## Data section
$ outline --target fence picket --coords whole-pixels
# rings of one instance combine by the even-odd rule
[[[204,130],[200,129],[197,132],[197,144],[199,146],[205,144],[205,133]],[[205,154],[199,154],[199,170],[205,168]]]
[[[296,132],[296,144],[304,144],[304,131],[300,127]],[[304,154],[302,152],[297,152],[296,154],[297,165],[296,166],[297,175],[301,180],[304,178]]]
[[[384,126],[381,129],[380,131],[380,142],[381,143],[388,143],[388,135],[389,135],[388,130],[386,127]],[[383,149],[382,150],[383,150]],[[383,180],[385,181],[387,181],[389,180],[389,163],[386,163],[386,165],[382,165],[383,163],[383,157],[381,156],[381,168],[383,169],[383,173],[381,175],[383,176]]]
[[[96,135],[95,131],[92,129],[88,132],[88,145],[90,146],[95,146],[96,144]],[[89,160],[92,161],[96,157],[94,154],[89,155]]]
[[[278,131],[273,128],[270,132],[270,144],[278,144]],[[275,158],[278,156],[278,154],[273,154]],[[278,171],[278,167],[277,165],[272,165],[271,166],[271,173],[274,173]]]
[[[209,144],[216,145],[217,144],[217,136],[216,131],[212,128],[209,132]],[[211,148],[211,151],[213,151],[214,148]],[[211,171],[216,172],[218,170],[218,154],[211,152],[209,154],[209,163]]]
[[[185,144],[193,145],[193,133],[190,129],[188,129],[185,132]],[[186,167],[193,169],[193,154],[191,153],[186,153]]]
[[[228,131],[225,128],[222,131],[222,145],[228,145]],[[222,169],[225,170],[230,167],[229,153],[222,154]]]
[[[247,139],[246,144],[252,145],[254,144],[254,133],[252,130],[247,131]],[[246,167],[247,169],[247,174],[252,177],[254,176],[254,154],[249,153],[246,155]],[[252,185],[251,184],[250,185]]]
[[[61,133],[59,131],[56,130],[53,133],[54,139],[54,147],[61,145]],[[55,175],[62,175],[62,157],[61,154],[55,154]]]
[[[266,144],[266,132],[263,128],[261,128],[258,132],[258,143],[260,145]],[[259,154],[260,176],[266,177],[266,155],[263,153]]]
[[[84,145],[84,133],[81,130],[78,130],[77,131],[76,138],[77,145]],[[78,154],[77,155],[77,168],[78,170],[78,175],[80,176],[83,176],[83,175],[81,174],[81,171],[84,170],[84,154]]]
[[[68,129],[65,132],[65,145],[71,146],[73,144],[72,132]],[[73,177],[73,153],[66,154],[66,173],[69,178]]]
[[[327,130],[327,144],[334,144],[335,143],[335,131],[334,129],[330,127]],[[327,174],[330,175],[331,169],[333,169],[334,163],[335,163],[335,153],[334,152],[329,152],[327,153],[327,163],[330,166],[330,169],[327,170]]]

==

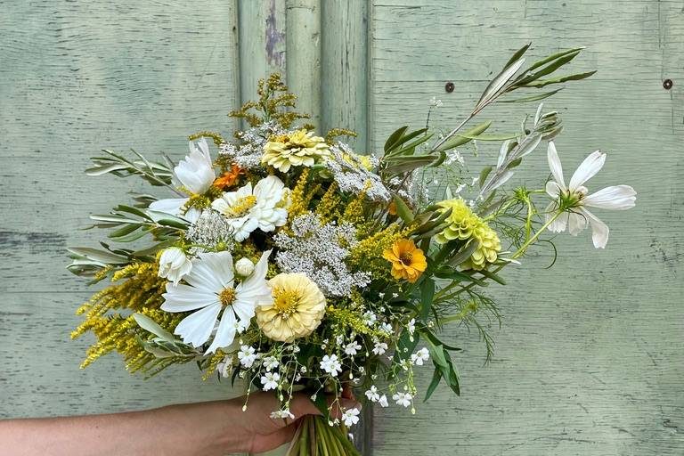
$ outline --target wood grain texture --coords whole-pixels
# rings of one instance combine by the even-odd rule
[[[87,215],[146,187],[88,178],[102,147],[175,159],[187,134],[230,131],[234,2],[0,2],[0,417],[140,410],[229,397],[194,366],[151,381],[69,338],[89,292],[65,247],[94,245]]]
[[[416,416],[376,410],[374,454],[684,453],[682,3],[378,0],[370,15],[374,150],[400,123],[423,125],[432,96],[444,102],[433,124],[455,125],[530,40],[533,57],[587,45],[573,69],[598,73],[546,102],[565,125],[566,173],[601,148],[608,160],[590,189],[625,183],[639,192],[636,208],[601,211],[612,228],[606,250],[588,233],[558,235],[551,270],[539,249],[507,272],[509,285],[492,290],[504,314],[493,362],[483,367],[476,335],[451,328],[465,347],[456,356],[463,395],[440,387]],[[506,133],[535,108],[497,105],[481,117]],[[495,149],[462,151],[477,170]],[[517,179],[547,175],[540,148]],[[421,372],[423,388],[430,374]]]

## The request
Count how many of the lines above contain the string "target", treating uppercase and lowercase letters as different. Reply with the number alone.

## Solution to this task
2